* PAGE EXCERPT
Chao nodded along in agreement with every word.

She had no idea the project would snowball into what it is today; all she knew was that each goal, each child’s life, was deeply important to her and she was willing to do all she could to make her short-term goals happen.


And they did happen, again and again and again. Children found safety and a new start through Chao’s work.

According to the foundation’s website,, Hope for Life has improved the lives of 752 Rwandan children and counting. They have enabled 85 children to escape street life and 189 to enroll in school.

In the beginning, Chao’s motivation was: “Well, if I don’t do this, I don’t think anyone else will.”

Shauna Causey, the other speaker at the event, had a similar approach in the beginning of what would turn into what she deems a successful career. Again it began with a choice to use her voice for what she knew was right.  

Causey, also an SPU alumna, has a career in technology and marketing. She has been on MSNBC, NBC and more to talk about her advancements and achievements in her field. Just like Chao, she began with what felt like little voice to use.

Once she graduated from SPU in 2006, she started her career working in marketing and finance for the Mariners. After working her way up with the Mariners, she transitioned to Comcast.

“I got this great offer to work for Comcast, which gets voted every year as one of the most hated companies in the world,” Causey said, laughing.


She often found herself, a young woman, in meetings full of 50 to 60-year-old men, an environment that did not necessarily feel welcoming or geared towards her. The company was receiving constant dissent from its consumers about how quickly they responded to calls, and Causey knew something needed to change.

She used her voice and pitched a risky idea to fix the problem, and received a tentative green light.


“I was working there when social media was just coming out … and I started telling them that we needed to start investing in the new digital media space. It was something we need to look into, because people didn’t like our company very much,” Causey remembered.


Causey, by far the youngest person in almost every room as well as the only woman, found herself spearheading a huge idea alone.


She was worried that she might be fired if she did not perform well and improve her company’s response time, but she knew what she was doing was the right thing for the company.

* DATASET RECORDS
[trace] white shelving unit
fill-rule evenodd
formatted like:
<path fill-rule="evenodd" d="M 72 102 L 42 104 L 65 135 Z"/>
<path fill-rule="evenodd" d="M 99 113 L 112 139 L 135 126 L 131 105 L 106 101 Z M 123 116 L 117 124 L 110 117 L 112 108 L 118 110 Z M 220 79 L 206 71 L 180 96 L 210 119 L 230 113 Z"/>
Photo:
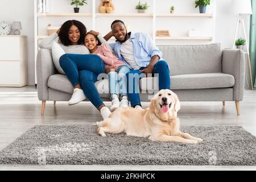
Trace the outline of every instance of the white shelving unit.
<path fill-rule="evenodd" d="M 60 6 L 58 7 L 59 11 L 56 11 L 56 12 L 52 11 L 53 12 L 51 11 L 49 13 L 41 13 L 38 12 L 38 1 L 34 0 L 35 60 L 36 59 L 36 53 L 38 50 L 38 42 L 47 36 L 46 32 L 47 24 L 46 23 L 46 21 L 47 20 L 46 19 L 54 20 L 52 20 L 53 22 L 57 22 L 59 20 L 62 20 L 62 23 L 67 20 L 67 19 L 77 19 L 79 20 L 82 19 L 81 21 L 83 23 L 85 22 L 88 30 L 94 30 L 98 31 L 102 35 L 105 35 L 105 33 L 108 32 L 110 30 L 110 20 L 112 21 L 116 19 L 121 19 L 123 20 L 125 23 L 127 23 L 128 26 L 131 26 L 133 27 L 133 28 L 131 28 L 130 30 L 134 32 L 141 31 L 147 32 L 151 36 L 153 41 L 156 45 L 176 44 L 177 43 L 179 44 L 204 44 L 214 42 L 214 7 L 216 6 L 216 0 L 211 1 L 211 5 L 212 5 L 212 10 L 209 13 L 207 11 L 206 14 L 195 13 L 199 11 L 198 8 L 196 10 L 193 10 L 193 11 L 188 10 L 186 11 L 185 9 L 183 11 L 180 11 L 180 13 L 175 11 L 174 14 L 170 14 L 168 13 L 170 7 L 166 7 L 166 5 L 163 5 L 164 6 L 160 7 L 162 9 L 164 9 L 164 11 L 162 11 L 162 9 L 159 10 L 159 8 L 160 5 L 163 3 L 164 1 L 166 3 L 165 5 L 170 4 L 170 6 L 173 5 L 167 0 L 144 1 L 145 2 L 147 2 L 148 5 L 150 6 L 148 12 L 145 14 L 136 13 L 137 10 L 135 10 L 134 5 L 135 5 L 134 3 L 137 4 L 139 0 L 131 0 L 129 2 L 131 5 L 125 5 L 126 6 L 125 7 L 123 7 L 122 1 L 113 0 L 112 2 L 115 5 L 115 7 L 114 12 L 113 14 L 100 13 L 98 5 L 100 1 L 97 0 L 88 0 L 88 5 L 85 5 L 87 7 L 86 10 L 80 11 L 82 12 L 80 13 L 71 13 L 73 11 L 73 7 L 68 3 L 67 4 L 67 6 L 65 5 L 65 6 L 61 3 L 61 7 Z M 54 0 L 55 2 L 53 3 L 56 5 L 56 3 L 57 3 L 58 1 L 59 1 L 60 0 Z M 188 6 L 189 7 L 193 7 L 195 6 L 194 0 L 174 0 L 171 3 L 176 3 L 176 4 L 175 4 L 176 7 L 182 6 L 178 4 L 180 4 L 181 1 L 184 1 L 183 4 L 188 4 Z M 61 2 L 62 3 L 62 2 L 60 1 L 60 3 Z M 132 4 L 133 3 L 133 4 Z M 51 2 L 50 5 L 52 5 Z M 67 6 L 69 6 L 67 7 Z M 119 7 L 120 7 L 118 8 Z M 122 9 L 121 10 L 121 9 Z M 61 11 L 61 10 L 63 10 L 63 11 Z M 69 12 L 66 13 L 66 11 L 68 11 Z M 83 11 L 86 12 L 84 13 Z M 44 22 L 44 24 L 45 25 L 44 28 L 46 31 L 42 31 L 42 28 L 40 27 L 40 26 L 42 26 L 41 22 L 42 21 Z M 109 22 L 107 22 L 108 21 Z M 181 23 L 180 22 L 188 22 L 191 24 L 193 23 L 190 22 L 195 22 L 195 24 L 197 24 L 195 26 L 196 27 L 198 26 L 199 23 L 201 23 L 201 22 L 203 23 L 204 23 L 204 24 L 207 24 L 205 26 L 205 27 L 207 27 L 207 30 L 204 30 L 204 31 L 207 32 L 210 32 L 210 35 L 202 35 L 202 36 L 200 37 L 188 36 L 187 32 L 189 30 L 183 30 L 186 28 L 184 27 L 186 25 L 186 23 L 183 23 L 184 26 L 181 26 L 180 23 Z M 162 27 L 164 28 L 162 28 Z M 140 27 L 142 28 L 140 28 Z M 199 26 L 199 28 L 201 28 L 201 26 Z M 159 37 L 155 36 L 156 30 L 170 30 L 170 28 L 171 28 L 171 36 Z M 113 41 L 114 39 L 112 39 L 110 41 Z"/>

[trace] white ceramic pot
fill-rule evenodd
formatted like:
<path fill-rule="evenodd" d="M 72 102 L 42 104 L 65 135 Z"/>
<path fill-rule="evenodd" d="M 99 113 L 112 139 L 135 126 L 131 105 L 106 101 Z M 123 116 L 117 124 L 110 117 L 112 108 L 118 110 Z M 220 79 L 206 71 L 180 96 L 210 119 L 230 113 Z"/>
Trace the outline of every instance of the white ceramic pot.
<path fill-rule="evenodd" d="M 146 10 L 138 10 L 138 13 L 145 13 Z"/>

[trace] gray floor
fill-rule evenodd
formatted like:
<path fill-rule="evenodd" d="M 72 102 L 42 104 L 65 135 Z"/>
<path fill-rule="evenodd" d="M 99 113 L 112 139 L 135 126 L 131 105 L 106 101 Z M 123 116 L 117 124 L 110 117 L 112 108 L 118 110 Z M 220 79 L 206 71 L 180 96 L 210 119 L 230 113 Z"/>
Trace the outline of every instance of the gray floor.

* WHAT YOU WILL DO
A – Decide whether each statement below agrees with the passage about the SPU speakers above. Answer yes or no for each and quote the deciding words from the passage.
(i) Hope for Life has enabled 189 children to enroll in school.
(ii) Causey graduated from SPU in 2008.
(iii) Causey moved to Comcast after her time with the Mariners.
B – Translate this sentence from the passage about the SPU speakers into Spanish: "Causey, also an SPU alumna, has a career in technology and marketing."

* RESULTS
A –
(i) Yes: "They have enabled 85 children to escape street life and 189 to enroll in school."
(ii) No: "Once she graduated from SPU in 2006"
(iii) Yes: "After working her way up with the Mariners, she transitioned to Comcast."

B – Causey, también exalumna de SPU, tiene una carrera en tecnología y marketing.